[[ THE DATA open ]]
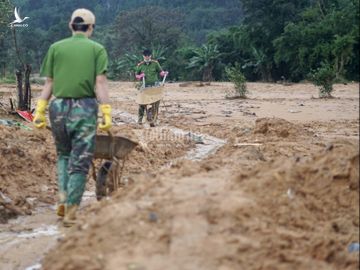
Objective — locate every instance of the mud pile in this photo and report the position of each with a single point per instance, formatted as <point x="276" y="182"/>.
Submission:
<point x="157" y="147"/>
<point x="27" y="170"/>
<point x="306" y="212"/>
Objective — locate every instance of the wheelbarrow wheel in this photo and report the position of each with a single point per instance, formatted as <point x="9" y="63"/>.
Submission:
<point x="101" y="180"/>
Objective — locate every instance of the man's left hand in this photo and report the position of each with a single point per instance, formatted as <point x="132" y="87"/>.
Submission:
<point x="106" y="111"/>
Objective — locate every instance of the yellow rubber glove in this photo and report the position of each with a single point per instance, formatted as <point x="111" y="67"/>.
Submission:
<point x="106" y="111"/>
<point x="39" y="118"/>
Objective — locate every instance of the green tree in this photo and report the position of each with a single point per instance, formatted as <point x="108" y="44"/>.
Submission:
<point x="148" y="27"/>
<point x="325" y="32"/>
<point x="5" y="12"/>
<point x="205" y="59"/>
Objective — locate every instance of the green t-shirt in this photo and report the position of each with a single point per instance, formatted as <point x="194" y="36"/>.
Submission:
<point x="151" y="71"/>
<point x="73" y="64"/>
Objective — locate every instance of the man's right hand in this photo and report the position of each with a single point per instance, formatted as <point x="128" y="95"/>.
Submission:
<point x="140" y="76"/>
<point x="39" y="118"/>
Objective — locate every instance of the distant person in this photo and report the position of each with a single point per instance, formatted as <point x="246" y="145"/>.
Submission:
<point x="149" y="70"/>
<point x="74" y="68"/>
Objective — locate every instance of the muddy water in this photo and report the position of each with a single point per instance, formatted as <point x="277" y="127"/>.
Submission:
<point x="25" y="241"/>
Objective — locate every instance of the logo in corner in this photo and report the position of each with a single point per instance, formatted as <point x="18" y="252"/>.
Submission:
<point x="18" y="22"/>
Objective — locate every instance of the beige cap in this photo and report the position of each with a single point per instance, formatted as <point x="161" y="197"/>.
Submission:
<point x="85" y="14"/>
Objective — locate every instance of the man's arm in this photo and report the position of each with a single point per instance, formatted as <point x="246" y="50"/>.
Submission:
<point x="102" y="93"/>
<point x="103" y="98"/>
<point x="47" y="89"/>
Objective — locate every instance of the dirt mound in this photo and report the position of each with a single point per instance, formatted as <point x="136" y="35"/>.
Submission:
<point x="277" y="127"/>
<point x="27" y="170"/>
<point x="306" y="211"/>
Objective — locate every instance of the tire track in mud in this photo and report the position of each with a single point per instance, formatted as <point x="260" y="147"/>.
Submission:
<point x="25" y="240"/>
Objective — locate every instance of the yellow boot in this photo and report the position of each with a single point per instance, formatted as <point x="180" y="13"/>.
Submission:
<point x="70" y="215"/>
<point x="60" y="211"/>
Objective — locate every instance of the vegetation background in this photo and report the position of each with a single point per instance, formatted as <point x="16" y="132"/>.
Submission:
<point x="268" y="40"/>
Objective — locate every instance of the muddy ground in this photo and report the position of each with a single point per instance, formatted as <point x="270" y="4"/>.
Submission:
<point x="268" y="182"/>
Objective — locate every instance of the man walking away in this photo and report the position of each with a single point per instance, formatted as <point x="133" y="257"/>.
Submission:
<point x="74" y="68"/>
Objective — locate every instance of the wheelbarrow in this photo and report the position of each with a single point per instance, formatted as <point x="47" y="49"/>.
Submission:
<point x="114" y="150"/>
<point x="150" y="96"/>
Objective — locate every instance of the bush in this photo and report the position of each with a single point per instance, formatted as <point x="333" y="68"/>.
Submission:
<point x="238" y="79"/>
<point x="324" y="77"/>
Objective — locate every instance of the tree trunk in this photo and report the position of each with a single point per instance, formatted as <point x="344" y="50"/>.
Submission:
<point x="20" y="105"/>
<point x="27" y="97"/>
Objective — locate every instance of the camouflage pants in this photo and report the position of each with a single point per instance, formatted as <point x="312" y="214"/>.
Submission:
<point x="73" y="123"/>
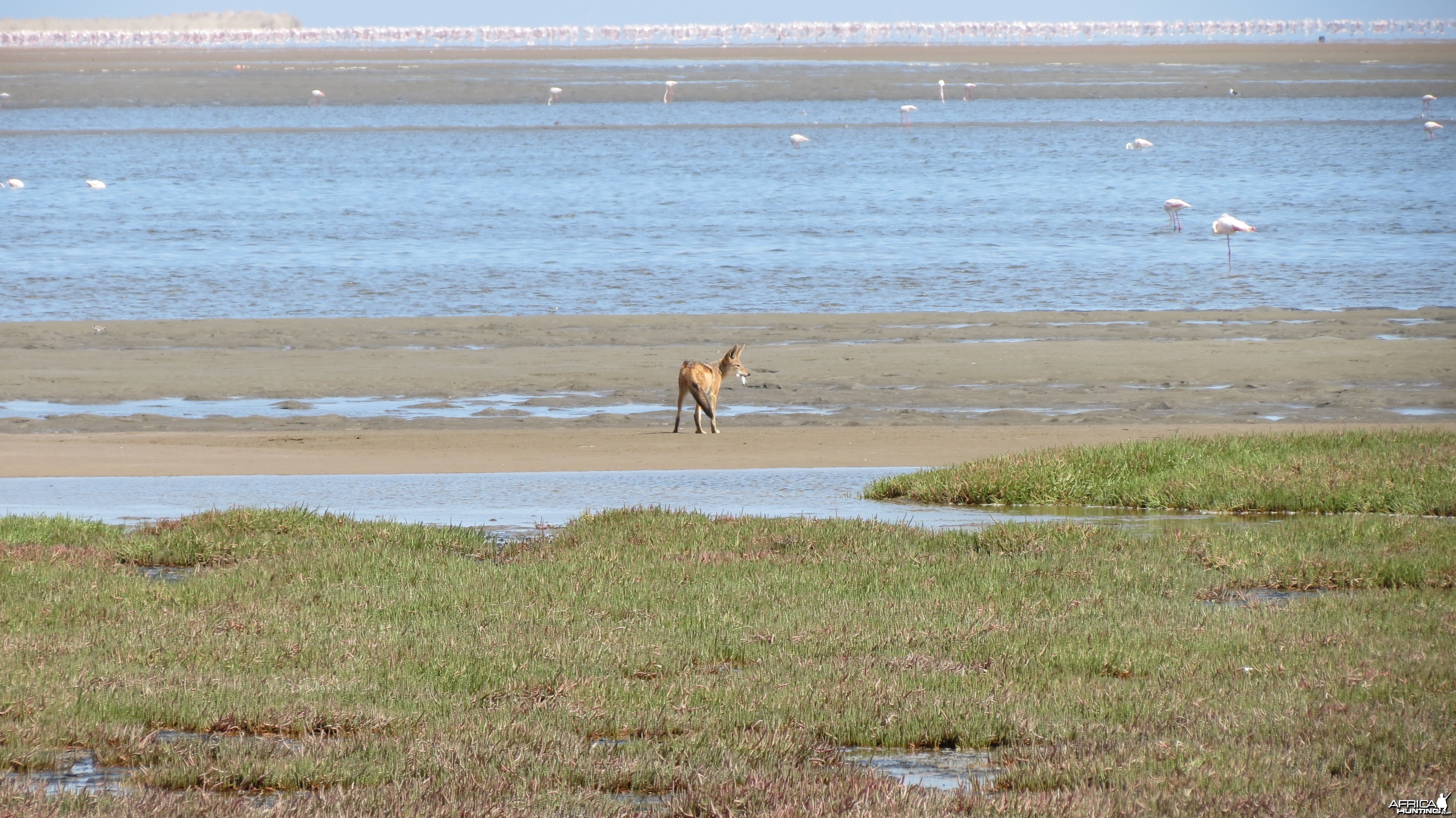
[[ THE DATA closed ]]
Show every line above in which the word "yellow" occurs.

**TASK SOLUTION**
Objective — locate every instance of the yellow rubber glove in this photo and report the position of each with a single point per instance, formatted as <point x="111" y="67"/>.
Objective — locate every instance of the yellow boot in this photo and report the position of each with a single point per instance, formatted as <point x="180" y="13"/>.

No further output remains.